### Description of the task
Show each line of the entries below that contains the word "indicate", copying it in full.

*** Material for this task

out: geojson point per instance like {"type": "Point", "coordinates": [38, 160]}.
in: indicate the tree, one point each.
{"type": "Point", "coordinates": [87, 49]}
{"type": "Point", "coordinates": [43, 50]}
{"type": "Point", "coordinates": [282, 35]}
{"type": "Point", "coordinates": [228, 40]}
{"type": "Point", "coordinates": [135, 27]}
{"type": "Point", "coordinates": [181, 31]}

******
*** Material for this task

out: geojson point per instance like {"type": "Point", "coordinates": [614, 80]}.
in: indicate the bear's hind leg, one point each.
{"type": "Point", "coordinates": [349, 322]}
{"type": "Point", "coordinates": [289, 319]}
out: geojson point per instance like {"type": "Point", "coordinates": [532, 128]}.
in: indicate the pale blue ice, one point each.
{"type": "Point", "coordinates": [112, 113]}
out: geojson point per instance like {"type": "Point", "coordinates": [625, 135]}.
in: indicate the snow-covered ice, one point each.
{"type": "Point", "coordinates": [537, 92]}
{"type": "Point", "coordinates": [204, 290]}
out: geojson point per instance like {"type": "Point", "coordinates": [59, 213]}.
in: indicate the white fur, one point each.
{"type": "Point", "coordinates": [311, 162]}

******

### Exercise output
in: indicate the tree, one point each.
in: indicate the bear's hind leg, one point each.
in: indicate the pale blue ice, one point each.
in: indicate the snow-covered ice, one point each.
in: indicate the white fur, one point each.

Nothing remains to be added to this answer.